Aim of the exercise
In the text shown, who was named the new postmaster of Toast, North Carolina?

Category Archives: Oakley

High on the Mountain

The mountain cemetery, as often as not, was placed on the highest ground.  My old neighbors Fred and Laurie Peterson had a family cemetery on a hill behind their house, on the highest point of land they owned.  You could see miles down the Toe River, as it flowed toward Tennessee.  Paying my last respects to them there, I felt uplifted, part of a vast universe.  

Ola Belle Campbell Reid said that when she wrote her song “High on a Mountain,” she was standing by the grave of her mother.  The lyrics speak of longing for “the days that used to be.”  Many people have interpreted the words as speaking to a lost lover.  I think they go much deeper than that.  

In northwestern North Carolina, near Ola Belle’s home grounds, I found the graves of my own great-grandparents and great-great grandparents, as near to heaven as they could be placed.  Standing at the top of a mountain, it’s hard not to feel inspired, even as you feel grief or nostalgia.  Ola Belle’s lyrics begin with “High on a mountain, wind blowing free…”  Every time I hear her song I see the Toe River valley stretching away into a blue-green haze and feel the free air all around, and imagine my neighbors and my ancestors gone to a well-deserved reward for their hard work, perseverance, and benevolence.

With all respect due to Marty Stuart’s interpretation of Reid’s song, I like Ola Belle’s own performance best.  It has a depth no love song can reach.

Copyright 2021 by Glenda Alexander. All rights reserved.

“As I looked at the valleys down below,
They were green just as far as I could see;
As my memory turned, oh,
How my heart did yearn,
For you and the days that used to be.”

The One & Only Town of Toast

There is only one town in the world named Toast, and it is in North Carolina. Toast was born in 1929, when the U. S. Post Office decided that two rural routes served by Mount Airy needed their own address and postmaster. The Mount Airy News of May 23, 1929, reported that the new postmaster was I. V. Hutchens, who had a grocery store in the area. He created a room in the store for the post office and installed lock boxes for those who wanted to rent their own P. O. box.

Supplied material
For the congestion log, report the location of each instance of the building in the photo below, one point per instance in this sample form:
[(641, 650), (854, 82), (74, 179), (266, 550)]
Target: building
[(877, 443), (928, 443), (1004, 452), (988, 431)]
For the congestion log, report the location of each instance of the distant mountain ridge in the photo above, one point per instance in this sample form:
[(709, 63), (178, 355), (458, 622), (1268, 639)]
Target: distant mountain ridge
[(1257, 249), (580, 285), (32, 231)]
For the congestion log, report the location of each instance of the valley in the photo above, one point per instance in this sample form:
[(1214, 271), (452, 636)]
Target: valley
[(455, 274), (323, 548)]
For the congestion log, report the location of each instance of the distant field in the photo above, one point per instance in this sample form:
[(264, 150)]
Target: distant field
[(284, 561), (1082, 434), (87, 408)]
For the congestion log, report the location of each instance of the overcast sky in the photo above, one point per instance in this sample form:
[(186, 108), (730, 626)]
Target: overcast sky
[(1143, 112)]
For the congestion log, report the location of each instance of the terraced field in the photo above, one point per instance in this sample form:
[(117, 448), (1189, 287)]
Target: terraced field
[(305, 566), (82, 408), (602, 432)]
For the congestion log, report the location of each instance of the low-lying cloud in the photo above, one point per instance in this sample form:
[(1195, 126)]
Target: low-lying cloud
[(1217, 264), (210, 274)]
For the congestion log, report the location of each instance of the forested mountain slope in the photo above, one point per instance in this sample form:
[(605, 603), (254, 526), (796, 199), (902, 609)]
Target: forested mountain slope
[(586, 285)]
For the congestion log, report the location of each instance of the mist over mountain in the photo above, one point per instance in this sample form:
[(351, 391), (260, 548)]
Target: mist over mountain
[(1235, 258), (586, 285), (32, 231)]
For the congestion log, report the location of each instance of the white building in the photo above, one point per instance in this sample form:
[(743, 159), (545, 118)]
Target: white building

Exercise response
I. V. Hutchens, who had a grocery store in the area.